-- Data --
******
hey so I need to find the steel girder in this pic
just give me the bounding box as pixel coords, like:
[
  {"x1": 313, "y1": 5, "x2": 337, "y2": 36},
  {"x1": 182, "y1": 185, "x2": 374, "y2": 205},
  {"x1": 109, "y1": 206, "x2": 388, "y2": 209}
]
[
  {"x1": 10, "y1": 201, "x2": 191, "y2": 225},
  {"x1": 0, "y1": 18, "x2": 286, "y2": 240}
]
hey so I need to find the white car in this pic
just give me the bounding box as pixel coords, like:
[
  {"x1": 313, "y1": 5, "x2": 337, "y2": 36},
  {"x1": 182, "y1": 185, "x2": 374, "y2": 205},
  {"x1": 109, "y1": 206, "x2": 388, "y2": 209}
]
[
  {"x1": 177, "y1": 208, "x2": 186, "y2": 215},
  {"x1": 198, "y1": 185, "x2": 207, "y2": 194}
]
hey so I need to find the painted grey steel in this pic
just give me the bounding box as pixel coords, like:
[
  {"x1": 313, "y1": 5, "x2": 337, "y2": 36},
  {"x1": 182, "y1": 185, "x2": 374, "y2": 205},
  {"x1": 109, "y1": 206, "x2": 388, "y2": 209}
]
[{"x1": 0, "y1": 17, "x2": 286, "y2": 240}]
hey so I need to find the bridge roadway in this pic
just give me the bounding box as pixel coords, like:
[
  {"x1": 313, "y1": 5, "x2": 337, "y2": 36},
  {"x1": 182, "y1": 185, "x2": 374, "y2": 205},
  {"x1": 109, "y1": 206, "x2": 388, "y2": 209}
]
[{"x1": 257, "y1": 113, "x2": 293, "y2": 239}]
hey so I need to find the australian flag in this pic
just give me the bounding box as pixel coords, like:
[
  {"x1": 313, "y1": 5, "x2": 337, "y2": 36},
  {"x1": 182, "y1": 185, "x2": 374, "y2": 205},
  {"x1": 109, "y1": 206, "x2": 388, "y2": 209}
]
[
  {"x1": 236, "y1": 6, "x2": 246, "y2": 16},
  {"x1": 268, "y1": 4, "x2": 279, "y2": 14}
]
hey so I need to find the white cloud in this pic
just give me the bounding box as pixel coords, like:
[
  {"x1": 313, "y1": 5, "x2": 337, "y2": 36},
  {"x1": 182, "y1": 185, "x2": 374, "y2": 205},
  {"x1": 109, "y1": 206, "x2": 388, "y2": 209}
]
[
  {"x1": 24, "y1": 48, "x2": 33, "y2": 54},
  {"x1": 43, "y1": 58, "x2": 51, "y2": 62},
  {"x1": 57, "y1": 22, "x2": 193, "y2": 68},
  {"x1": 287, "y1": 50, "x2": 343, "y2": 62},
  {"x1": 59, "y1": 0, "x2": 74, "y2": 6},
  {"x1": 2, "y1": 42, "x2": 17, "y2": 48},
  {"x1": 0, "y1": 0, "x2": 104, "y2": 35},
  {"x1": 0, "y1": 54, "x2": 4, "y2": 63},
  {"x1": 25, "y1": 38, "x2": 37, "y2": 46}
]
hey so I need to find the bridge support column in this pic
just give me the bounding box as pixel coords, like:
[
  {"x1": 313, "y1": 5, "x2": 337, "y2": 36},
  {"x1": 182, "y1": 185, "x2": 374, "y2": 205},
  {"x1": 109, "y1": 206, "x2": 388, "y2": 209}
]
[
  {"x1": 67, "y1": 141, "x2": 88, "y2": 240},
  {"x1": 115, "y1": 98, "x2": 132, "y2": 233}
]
******
-- What is required --
Every record above needs to be restated exactly.

-- Solution for this task --
hey so I need to find the steel girder in this pic
just give me the bounding box as pixel coords, like:
[
  {"x1": 313, "y1": 5, "x2": 337, "y2": 36},
  {"x1": 182, "y1": 185, "x2": 374, "y2": 205},
  {"x1": 109, "y1": 206, "x2": 388, "y2": 209}
]
[
  {"x1": 10, "y1": 201, "x2": 191, "y2": 225},
  {"x1": 0, "y1": 18, "x2": 286, "y2": 240}
]
hey so I need to find the white car in this pic
just give me the bounding box as pixel coords, like:
[
  {"x1": 313, "y1": 5, "x2": 337, "y2": 36},
  {"x1": 182, "y1": 185, "x2": 374, "y2": 205},
  {"x1": 109, "y1": 206, "x2": 388, "y2": 209}
]
[
  {"x1": 177, "y1": 208, "x2": 186, "y2": 215},
  {"x1": 198, "y1": 185, "x2": 207, "y2": 194}
]
hey so I need to find the painted grey steel in this pic
just give me the bounding box as pixel coords, like:
[
  {"x1": 313, "y1": 5, "x2": 337, "y2": 36},
  {"x1": 182, "y1": 185, "x2": 374, "y2": 205},
  {"x1": 109, "y1": 206, "x2": 388, "y2": 209}
]
[{"x1": 0, "y1": 17, "x2": 286, "y2": 240}]
hey so I need to find the bridge roadway in this pic
just give me the bounding box as pixel coords, like:
[
  {"x1": 313, "y1": 5, "x2": 337, "y2": 36},
  {"x1": 182, "y1": 185, "x2": 374, "y2": 205},
  {"x1": 109, "y1": 206, "x2": 388, "y2": 209}
]
[{"x1": 257, "y1": 113, "x2": 293, "y2": 239}]
hey so I need to find the australian flag in this pic
just give me the bounding box as pixel coords, like:
[
  {"x1": 313, "y1": 5, "x2": 337, "y2": 36},
  {"x1": 182, "y1": 185, "x2": 374, "y2": 205},
  {"x1": 109, "y1": 206, "x2": 388, "y2": 209}
]
[
  {"x1": 236, "y1": 6, "x2": 246, "y2": 16},
  {"x1": 268, "y1": 4, "x2": 279, "y2": 14}
]
hey so I need to find the white cloud in this pic
just give me the bounding box as pixel coords, like:
[
  {"x1": 313, "y1": 5, "x2": 337, "y2": 36},
  {"x1": 182, "y1": 185, "x2": 374, "y2": 205},
  {"x1": 109, "y1": 206, "x2": 388, "y2": 209}
]
[
  {"x1": 24, "y1": 48, "x2": 33, "y2": 54},
  {"x1": 43, "y1": 58, "x2": 51, "y2": 62},
  {"x1": 57, "y1": 22, "x2": 193, "y2": 68},
  {"x1": 287, "y1": 50, "x2": 343, "y2": 62},
  {"x1": 59, "y1": 0, "x2": 74, "y2": 6},
  {"x1": 2, "y1": 42, "x2": 17, "y2": 48},
  {"x1": 0, "y1": 0, "x2": 104, "y2": 35},
  {"x1": 0, "y1": 54, "x2": 4, "y2": 63},
  {"x1": 25, "y1": 38, "x2": 37, "y2": 46}
]
hey so I need to find the bridge support column in this pic
just give me the bounding box as pixel coords, like:
[
  {"x1": 313, "y1": 5, "x2": 337, "y2": 36},
  {"x1": 182, "y1": 185, "x2": 374, "y2": 205},
  {"x1": 109, "y1": 206, "x2": 388, "y2": 209}
]
[
  {"x1": 67, "y1": 141, "x2": 88, "y2": 240},
  {"x1": 115, "y1": 98, "x2": 132, "y2": 233}
]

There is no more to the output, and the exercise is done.